▶ _About this task_
After locating the line with "Target: light-colored suv", reproduce that line and every one following it exactly, up to the end of the entries.

▶ _Records for this task_
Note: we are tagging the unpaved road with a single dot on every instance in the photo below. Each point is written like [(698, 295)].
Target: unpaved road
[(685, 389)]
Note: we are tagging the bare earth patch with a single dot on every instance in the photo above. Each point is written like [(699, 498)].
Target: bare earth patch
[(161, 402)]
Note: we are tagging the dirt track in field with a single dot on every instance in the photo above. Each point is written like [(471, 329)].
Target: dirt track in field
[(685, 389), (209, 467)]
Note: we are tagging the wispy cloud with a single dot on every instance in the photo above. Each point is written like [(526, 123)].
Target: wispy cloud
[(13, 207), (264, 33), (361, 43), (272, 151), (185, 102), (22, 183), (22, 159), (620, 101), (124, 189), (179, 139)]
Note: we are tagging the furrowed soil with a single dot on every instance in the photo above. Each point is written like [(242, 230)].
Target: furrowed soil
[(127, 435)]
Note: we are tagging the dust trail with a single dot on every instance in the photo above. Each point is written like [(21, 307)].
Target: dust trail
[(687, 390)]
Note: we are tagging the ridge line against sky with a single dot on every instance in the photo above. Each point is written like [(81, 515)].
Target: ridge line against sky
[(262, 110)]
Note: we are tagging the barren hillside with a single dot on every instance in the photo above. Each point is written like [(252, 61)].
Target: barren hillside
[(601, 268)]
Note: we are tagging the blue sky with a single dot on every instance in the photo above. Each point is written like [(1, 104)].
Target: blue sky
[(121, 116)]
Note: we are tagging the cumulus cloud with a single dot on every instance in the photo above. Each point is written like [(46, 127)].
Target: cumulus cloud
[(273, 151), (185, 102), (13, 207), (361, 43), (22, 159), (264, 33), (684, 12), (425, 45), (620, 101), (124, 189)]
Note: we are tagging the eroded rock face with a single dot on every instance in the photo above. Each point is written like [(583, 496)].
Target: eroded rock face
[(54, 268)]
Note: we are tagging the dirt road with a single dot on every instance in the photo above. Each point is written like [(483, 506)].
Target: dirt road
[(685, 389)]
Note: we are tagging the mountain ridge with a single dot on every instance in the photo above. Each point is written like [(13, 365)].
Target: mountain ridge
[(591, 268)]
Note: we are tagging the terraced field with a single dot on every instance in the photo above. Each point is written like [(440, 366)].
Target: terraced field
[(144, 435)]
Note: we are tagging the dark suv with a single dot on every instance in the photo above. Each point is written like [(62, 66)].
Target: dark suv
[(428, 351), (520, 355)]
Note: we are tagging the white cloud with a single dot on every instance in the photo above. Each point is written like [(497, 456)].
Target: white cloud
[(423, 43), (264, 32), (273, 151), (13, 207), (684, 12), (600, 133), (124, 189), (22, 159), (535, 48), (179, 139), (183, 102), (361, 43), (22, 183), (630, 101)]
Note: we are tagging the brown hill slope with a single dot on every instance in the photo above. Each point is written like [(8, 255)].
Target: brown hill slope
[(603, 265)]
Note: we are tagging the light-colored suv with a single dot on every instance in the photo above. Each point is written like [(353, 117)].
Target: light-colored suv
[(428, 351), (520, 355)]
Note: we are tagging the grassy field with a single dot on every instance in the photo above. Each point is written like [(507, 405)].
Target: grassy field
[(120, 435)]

▶ _Solution_
Target: light-colored suv
[(428, 351), (520, 355)]
Note: we are tagging the grassy field with a single dot on every instance in the photo above. Each point is written like [(507, 405)].
Target: grassy field
[(120, 435)]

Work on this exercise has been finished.